RECORDS PROVIDED START

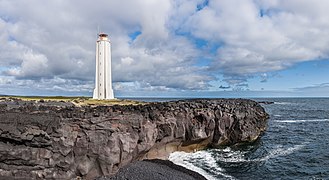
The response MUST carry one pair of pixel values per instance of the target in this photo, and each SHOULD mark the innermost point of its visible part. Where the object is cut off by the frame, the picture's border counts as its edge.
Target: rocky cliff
(59, 140)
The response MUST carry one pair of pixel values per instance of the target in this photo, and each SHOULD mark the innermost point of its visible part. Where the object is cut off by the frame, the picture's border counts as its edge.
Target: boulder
(57, 140)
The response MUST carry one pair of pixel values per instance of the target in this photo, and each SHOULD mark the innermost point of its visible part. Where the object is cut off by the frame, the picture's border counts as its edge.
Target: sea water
(295, 146)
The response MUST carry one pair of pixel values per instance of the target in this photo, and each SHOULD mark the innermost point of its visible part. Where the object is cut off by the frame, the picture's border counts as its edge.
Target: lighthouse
(103, 79)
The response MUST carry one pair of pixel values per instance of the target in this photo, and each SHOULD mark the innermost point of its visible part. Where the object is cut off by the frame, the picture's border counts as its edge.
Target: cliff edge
(62, 141)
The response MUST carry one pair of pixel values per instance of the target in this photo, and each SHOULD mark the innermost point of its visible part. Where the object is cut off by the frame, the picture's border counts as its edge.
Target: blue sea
(295, 146)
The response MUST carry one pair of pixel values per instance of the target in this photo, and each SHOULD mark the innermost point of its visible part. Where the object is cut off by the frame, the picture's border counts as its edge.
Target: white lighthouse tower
(103, 84)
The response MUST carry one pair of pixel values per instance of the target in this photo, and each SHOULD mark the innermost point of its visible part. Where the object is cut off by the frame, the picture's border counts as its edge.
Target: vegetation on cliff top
(79, 101)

RECORDS PROVIDED END

Would you please repeat the lines from the one with "Target: white lighthouse tower" through the last line of the listing above, exactly and with nothing else?

Target: white lighthouse tower
(103, 84)
The response MUST carry one pair of pixel values per instance of the target in this photo, and each SHOULD mark the innermost point of its visible part. Where the object is cut off by the frame, the picture's border counts as its edge.
Target: vegetation on cliff top
(79, 101)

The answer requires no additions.